Textauszug:

···

Wobei: Community trifft es nicht ganz, denn die Zeiten, in denen sich dort ein eingeschworener Kreis von Nerds und „Mobilisten“ versammelt hat, sind endgültig vorbei. 101.000 Besucher aus 204 Ländern, beobachtet von 3.600 Pressevertretern. Das ist keine Nische mehr, hier geht um das große Geschäft – um die Zukunft der digitalen Wirtschaft, die maßgeblich von mobilen Trends und ihren großen und kleinen Protagonisten förmlich getrieben wird. Marktführer können sich ihrer Marktposition nicht mehr dauerhaft sicher sein. Disruption ist das Stichwort, gerade auf dem MWC. Man spürt es deutlich, alle sind in erhöhter Alarmbereitschaft, um nicht den nächsten wichtigen Schritt zu verpassen.

Mobile is everything. Das war das sehr treffende Motto der diesjährigen Messe. Was dem Mobilisten schmeichelt, kann dem Rest ein wenig Angst machen. Mobile verändert die Welt. Das ist auch der Tenor der zahlreichen hochkarätigen Keynotes: Mark Zuckerberg, Sir Martin Sorrell, Brian Krzanich und viele andere sprechen von einer allumfassenden Gezeitenwende. Und genau diese Dimensionen werden auf der Messe deutlich. Es wurden Lösungen für Mobilität, Healthcare, für Gaming und Sicherheit, für Arbeitsplätze und Zahlungssysteme und Lifestyle vorgestellt. Kurzum: eigentlich für alle Bereiche.

···

Bereitgestellte Datensätze:
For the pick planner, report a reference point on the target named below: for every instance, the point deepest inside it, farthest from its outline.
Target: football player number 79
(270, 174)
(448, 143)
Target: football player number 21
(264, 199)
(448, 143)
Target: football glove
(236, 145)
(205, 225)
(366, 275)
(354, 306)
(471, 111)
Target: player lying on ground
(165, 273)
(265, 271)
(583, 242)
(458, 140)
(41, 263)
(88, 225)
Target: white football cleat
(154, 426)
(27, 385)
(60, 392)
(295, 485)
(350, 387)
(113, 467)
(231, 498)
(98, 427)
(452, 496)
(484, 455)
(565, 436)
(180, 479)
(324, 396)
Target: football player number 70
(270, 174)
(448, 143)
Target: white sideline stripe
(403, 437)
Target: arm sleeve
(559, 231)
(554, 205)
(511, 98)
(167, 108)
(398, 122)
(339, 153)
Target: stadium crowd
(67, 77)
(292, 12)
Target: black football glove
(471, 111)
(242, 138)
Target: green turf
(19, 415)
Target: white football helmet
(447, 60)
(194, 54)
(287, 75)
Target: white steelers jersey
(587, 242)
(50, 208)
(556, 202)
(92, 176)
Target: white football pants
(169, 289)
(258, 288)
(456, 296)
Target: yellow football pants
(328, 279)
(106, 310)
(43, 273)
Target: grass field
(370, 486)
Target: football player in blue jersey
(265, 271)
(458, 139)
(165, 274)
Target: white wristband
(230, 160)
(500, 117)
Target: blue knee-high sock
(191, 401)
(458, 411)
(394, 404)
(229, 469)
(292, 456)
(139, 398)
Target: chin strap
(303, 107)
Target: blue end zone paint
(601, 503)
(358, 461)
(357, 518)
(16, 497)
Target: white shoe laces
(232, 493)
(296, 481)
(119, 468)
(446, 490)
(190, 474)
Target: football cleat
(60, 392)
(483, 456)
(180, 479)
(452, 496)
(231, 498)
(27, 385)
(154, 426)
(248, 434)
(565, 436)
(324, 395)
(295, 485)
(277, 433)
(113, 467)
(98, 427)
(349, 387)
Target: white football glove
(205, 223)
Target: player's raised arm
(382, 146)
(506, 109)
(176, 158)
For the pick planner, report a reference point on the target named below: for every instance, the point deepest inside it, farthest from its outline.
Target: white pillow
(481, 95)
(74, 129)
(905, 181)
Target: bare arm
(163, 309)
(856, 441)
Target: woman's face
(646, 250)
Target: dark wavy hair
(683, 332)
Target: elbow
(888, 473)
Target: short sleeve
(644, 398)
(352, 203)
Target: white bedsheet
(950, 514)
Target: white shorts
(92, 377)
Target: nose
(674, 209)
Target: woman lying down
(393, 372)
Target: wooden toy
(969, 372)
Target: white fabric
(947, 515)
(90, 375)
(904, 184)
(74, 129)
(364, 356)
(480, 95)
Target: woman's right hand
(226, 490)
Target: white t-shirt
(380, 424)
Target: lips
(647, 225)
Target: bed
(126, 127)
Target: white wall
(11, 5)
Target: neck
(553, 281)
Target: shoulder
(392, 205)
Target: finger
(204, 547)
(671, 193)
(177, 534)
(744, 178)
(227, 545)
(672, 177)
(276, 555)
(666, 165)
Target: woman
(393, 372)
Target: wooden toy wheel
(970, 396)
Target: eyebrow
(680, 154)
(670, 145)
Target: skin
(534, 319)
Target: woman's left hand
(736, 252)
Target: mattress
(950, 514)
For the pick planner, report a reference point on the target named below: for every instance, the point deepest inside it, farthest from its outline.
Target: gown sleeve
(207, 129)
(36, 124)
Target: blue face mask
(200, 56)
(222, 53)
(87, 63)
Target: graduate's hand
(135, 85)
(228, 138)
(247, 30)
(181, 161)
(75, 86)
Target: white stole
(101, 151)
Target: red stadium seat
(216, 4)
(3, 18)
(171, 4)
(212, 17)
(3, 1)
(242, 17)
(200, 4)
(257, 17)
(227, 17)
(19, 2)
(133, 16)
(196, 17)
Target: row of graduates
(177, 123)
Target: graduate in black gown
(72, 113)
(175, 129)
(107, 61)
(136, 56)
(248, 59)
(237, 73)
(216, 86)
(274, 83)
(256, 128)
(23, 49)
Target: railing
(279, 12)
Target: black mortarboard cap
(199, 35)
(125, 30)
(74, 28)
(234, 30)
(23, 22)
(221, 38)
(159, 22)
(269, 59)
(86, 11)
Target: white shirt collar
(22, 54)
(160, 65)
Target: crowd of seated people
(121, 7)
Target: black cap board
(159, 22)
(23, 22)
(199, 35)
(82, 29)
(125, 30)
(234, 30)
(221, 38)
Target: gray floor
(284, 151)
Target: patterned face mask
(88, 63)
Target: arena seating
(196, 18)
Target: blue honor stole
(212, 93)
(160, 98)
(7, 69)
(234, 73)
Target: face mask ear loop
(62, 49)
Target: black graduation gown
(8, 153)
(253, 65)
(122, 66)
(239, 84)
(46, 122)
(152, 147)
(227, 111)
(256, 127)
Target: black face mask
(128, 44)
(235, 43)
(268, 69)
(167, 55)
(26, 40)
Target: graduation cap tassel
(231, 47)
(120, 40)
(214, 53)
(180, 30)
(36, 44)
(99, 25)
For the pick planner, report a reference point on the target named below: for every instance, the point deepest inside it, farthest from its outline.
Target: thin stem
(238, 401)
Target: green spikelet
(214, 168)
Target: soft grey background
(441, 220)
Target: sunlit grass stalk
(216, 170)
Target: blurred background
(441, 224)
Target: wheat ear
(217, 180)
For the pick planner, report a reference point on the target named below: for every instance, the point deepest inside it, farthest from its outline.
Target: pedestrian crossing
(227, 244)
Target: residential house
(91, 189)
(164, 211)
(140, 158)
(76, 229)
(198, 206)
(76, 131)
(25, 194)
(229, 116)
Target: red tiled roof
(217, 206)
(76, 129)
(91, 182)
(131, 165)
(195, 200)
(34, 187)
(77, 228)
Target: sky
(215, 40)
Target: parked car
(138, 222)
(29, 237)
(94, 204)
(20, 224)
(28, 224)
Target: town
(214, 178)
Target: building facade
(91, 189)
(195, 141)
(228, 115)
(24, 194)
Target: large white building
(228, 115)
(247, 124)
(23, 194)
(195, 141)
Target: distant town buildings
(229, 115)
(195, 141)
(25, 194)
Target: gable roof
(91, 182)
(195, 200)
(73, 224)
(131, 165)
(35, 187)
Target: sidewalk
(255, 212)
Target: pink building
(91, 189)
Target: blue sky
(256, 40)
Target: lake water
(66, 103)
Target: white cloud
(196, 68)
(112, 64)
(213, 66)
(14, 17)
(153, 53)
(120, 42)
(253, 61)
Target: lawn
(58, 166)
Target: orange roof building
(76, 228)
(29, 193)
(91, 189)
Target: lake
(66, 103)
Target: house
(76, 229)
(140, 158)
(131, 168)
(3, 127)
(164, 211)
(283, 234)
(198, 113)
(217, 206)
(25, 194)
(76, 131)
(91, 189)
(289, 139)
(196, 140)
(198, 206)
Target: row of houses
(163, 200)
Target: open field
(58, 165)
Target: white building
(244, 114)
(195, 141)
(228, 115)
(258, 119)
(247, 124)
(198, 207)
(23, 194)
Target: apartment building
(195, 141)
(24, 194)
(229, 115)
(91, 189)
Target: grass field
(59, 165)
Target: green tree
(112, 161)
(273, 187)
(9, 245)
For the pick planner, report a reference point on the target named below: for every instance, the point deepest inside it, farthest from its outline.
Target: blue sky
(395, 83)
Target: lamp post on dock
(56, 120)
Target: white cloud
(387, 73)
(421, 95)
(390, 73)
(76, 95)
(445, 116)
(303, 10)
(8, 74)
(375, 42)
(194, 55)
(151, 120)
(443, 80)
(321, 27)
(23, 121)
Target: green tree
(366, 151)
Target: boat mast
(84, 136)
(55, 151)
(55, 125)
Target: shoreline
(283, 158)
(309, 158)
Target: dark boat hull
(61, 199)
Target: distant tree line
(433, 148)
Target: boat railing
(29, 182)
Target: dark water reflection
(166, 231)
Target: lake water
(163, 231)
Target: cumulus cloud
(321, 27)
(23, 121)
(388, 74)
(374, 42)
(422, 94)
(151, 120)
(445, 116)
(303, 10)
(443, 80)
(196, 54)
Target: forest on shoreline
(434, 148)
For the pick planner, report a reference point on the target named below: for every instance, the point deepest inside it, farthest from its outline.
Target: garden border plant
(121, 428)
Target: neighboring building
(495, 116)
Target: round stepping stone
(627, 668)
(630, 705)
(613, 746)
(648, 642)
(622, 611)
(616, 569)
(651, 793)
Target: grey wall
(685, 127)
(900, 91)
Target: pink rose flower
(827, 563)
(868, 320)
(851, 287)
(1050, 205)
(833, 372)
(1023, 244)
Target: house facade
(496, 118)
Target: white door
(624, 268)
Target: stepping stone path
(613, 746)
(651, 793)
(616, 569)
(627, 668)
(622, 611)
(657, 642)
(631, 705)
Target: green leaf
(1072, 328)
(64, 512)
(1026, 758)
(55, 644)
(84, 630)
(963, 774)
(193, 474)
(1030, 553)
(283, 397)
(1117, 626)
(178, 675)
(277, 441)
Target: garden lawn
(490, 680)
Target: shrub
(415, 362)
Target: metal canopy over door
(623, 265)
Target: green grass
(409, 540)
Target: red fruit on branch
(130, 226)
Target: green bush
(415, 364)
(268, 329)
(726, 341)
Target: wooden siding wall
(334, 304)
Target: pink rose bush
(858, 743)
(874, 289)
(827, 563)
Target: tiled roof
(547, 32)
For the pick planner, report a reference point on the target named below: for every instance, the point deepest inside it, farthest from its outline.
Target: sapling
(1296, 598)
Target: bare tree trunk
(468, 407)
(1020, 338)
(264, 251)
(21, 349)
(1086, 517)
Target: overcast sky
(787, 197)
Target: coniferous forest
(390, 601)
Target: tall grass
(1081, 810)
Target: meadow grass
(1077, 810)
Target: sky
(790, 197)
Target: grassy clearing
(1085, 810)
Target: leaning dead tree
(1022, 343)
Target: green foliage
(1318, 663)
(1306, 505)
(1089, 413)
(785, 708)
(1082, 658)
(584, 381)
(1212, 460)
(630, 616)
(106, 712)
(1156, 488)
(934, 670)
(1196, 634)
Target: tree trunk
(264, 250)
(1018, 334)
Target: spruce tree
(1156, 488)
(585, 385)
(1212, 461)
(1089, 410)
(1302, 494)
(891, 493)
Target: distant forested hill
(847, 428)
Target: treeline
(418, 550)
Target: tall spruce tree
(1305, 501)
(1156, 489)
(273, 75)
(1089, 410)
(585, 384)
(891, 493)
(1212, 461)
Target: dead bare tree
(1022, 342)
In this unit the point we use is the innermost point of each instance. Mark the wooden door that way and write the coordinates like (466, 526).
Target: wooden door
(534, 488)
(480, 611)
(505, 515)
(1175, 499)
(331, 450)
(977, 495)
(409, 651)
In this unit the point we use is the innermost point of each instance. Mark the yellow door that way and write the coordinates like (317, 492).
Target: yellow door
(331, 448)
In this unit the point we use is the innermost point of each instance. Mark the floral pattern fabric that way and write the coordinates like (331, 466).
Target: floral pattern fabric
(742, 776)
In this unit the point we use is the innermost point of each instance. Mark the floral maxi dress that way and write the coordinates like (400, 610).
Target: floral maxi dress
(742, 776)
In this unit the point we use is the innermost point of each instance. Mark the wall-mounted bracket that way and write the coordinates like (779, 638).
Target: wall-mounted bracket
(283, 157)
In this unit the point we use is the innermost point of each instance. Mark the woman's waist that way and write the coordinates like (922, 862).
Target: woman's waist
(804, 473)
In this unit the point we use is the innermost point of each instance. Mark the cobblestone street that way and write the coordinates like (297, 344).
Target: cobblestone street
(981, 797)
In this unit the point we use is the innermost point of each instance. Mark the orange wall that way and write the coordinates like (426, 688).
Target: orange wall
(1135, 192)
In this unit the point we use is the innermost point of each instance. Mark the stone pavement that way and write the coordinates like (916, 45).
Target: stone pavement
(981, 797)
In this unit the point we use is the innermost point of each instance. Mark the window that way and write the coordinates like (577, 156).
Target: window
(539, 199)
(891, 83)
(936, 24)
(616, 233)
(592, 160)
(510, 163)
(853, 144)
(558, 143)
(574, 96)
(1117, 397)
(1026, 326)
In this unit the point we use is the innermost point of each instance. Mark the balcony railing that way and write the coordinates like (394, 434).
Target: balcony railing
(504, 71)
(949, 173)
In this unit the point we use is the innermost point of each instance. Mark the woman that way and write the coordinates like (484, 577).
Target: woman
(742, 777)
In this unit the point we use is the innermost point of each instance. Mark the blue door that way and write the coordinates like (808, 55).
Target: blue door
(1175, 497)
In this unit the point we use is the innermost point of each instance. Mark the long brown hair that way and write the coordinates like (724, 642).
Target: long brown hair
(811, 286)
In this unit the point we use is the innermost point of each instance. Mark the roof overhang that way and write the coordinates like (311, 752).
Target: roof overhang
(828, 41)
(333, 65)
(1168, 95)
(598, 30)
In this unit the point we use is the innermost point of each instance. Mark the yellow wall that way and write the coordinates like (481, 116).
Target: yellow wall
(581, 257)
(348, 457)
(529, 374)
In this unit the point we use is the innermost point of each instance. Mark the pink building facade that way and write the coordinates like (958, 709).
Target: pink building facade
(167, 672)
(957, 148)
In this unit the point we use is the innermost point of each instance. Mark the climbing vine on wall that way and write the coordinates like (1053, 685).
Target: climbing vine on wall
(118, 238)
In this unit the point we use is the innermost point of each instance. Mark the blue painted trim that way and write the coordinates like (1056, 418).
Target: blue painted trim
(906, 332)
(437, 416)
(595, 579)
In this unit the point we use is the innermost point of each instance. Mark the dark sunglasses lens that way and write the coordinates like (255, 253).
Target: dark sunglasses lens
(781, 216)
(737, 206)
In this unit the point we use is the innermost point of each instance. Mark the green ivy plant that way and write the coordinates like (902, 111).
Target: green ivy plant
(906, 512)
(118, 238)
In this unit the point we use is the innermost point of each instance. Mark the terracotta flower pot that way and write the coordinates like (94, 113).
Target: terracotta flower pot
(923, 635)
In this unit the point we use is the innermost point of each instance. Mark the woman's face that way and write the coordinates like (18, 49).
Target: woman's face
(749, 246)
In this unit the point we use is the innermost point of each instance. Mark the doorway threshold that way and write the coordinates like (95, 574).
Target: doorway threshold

···

Aufgaben bearbeiten:
[a] Welches Motto hatte die diesjährige Messe laut dem Textauszug über den MWC?
[b] Schreibe den Textauszug über den MWC nach seinem letzten Satz weiter.

Lösungen der Aufgaben:
[a] Das Motto lautete „Mobile is everything“.

[b]
Wie bereits auf der CES im Januar in Las Vegas war auch in Barcelona Virtual Reality (VR) allgegenwärtig und ein echter Publikumsliebling. Ein Must war die „Rollercoaster-Fahrt“ im Samsung Gear VR 4D Theater. Eher enttäuschend dagegen der etwas lieblos wirkende VR-Auftritt bei LG mit deren VR-Brille LG 360 VR, die leider außerordentlich unbequem und unscharf war und zudem durch ihr kleines Format die Umgebung nicht abschottete. Der unmotivierte „Einheizer“ mit Megaphon hatte es offenbar bereits selbst ausprobiert und war schon desillusioniert. Punkt an dieser Stelle übrigens erneut für Samsung und deren Moderatoren

Ebenfalls bestechend sind die neuen „Internet of Things“-Produkte: Schon in Vegas ein heißes Thema setzt sich dieser Trend auch in Barcelona fort. Unsere Umwelt wird vernetzt. Ob wir das wollen oder nicht, es passiert einfach. Vielleicht dürfen wir uns noch entscheiden, wie aktiv wir daran Teil haben wollen und ob wir diese vernetzte Umwelt mitgestalten und ggf. regulieren wollen. Aber fest steht, dass in den nächsten Monaten immer mehr Angebote über uns hereinbrechen werden: Schmuck, nun auch elegantere Smartwatches, Zahnbürsten und vielleicht sogar clevere Mülltonnen, wie sie die Telekom vorgestellt hat.

Verwandt mit dem Internet of Things (IoT) ist das Smart Home. Auch hier geht die Reise weiter und nach den ersten prototypischen Jahren dürfen wir auch in diesem Bereich damit rechnen, dass es ein enormes Angebot an Möglichkeiten geben wird, unsere Wohnräume mit Technologien aufzurüsten – für  mehr Bequemlichkeit und mehr Sicherheit. Aufgrund der Menge an neuen Produkten ist es durchaus wahrscheinlich, dass die Preise für neue „Standardtechnologien“ wie vernetzte Steckdosen, Lampen und Heizungsthermostate fallen werden.

Der „Rolling BOT“, ein rollender Roboter von LG dagegen dürfte auch in naher Zukunft ein Exot bleiben. Aber immerhin ist es einer für interessante Einsatzbereiche, wenn man dem Hersteller folgt: So soll er für Sicherheit während der eigenen Abwesenheit sorgen, in dem er durch die Wohnung patrouilliert. Und außerdem könnte er in der Zeit auch die Haustiere bespaßen, damit es denen nicht zu langweilig wird.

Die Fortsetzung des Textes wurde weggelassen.